◆ **Exercise instructions**: Would you copy the line that includes "[point] closed eye" and every line that follows it, down to the last line of the listing below, exactly as they stand?

◆ **Data for this exercise**:
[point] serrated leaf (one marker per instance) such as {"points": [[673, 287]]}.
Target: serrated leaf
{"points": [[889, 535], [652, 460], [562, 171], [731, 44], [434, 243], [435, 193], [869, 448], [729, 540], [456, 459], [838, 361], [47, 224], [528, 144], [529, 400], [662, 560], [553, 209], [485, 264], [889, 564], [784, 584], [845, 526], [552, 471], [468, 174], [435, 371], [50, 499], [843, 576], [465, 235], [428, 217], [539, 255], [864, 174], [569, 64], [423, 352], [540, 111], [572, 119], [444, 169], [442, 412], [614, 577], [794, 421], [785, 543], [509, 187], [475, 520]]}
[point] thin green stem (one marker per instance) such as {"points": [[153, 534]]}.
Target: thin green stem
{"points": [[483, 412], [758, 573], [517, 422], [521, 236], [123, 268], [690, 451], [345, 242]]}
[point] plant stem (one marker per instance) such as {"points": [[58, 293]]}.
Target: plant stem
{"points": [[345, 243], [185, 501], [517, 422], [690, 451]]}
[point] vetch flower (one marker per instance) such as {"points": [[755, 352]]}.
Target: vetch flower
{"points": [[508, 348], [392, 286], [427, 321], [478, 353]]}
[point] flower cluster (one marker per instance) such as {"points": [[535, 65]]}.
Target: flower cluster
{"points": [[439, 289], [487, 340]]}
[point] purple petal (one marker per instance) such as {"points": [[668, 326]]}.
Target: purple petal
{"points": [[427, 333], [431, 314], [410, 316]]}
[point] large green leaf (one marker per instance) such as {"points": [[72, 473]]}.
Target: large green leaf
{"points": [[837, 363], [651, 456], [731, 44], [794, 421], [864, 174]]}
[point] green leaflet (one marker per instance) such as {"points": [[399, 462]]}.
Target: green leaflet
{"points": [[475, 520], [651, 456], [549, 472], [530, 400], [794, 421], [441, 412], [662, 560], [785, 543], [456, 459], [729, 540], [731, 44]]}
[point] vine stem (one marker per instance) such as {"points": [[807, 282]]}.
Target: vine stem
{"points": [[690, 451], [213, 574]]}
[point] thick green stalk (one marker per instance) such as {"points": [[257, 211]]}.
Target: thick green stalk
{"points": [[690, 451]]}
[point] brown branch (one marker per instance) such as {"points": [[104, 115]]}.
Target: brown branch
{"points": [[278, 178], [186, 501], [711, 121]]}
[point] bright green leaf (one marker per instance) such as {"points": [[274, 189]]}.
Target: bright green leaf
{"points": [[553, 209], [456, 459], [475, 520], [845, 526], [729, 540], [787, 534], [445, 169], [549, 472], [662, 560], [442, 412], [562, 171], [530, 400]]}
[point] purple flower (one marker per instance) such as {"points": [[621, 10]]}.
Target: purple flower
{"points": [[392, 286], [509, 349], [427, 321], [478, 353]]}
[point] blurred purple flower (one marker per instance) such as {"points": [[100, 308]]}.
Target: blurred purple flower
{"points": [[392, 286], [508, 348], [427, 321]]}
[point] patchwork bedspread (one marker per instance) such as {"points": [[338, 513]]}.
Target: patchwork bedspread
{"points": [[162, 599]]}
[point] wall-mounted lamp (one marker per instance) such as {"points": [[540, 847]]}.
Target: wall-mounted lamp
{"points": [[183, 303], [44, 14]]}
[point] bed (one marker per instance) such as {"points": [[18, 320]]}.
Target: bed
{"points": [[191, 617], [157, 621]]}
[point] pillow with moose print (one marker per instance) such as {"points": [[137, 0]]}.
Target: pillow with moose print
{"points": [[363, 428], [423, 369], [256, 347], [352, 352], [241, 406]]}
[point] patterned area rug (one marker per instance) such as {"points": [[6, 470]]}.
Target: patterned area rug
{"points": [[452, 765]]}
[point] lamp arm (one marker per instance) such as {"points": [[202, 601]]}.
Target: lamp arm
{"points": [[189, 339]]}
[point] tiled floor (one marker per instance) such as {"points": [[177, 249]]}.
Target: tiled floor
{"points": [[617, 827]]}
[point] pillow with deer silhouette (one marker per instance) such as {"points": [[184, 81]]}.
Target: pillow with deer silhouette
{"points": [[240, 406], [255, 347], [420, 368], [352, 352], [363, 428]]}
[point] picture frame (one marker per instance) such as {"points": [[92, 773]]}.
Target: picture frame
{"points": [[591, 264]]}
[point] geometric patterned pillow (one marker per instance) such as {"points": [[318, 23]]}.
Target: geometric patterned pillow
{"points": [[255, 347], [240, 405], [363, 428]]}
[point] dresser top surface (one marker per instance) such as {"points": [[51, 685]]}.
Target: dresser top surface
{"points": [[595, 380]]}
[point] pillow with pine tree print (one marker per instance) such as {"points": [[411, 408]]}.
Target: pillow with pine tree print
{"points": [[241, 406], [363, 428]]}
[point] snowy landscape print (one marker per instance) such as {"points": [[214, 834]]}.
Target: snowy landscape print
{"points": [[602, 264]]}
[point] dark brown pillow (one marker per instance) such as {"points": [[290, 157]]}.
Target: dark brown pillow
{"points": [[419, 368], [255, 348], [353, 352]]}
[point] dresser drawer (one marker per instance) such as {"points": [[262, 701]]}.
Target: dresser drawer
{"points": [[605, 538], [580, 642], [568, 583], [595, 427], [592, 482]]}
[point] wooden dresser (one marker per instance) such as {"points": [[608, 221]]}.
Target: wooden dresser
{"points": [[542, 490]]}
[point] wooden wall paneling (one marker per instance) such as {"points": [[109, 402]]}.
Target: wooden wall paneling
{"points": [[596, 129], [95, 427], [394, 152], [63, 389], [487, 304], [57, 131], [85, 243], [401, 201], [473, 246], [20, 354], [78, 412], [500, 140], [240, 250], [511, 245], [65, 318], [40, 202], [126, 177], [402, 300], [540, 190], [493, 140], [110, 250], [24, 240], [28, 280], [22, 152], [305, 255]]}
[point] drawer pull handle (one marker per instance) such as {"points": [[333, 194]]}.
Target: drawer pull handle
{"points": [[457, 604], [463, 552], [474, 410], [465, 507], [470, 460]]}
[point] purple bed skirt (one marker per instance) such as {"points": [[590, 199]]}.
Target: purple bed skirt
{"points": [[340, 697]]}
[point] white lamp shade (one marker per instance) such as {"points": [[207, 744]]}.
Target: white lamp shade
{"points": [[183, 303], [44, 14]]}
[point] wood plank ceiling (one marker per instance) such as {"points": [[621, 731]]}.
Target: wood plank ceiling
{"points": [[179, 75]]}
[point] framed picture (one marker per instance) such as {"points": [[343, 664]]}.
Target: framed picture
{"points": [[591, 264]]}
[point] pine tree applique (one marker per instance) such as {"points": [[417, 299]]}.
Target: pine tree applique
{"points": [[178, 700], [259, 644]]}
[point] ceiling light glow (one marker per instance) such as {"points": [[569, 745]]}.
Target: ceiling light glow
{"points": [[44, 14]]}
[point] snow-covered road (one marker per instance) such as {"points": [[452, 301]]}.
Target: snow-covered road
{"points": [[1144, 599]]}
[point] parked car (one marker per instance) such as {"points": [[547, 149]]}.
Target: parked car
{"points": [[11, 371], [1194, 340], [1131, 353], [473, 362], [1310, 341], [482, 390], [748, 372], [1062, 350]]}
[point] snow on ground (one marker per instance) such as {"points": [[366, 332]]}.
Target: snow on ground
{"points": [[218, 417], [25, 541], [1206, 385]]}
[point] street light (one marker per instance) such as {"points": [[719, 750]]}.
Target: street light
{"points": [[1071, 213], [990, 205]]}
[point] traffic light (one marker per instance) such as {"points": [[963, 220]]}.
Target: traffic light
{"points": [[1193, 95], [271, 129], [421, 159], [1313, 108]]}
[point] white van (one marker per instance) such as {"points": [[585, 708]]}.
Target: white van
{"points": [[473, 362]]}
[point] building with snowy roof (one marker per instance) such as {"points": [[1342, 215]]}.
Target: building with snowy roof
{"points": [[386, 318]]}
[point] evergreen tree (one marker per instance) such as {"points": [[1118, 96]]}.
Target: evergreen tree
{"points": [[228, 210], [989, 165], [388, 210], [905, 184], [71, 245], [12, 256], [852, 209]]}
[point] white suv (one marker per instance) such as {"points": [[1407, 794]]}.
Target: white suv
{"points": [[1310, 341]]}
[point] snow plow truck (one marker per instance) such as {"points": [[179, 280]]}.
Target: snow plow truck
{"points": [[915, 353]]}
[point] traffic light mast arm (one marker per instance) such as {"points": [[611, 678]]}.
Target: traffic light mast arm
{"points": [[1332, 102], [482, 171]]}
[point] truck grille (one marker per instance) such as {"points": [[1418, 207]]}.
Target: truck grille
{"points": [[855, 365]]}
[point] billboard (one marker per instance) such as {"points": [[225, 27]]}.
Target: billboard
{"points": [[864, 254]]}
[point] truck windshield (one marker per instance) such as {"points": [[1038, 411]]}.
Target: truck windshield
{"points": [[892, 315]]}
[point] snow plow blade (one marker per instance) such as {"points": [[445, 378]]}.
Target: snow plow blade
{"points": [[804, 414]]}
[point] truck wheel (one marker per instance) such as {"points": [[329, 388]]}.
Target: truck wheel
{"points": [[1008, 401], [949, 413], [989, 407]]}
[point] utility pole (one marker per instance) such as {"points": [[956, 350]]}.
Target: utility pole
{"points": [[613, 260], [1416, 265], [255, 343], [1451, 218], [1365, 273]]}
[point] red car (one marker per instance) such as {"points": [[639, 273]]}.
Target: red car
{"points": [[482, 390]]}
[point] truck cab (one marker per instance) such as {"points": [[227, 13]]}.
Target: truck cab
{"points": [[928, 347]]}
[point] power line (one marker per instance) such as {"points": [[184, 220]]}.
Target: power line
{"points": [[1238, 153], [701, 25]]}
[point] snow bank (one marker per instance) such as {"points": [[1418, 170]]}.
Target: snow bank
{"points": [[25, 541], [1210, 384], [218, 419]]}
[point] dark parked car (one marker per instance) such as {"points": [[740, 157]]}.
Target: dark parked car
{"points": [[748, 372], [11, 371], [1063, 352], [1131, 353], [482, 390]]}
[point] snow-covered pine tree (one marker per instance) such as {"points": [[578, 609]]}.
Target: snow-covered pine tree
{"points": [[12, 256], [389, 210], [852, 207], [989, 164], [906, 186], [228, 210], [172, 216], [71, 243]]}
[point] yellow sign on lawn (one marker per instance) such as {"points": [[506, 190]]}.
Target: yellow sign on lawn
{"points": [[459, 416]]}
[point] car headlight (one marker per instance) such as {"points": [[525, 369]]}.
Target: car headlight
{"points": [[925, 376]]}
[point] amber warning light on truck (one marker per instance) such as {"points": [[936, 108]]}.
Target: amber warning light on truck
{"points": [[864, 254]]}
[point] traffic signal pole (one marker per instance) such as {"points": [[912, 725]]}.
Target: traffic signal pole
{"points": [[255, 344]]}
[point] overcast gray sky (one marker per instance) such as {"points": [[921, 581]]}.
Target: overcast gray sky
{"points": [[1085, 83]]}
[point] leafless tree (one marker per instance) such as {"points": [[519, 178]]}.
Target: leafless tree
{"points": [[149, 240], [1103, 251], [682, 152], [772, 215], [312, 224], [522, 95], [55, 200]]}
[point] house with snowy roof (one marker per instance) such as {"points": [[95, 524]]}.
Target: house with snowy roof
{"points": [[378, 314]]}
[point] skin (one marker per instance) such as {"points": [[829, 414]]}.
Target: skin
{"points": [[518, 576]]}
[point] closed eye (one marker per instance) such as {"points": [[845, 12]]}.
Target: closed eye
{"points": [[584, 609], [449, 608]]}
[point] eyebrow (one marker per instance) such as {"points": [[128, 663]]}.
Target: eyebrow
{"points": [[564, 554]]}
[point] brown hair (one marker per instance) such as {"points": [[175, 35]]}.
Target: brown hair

◆ **Reply to the exercise**:
[point] closed eye (one marker per instance) such as {"points": [[845, 12]]}.
Target: closed eye
{"points": [[584, 609], [449, 608]]}
[point] eyebrow (one marker per instance) such as {"points": [[128, 663]]}.
Target: eyebrow
{"points": [[564, 554]]}
[point] brown hair (one marker per instance) such as {"points": [[175, 35]]}.
Target: brown hair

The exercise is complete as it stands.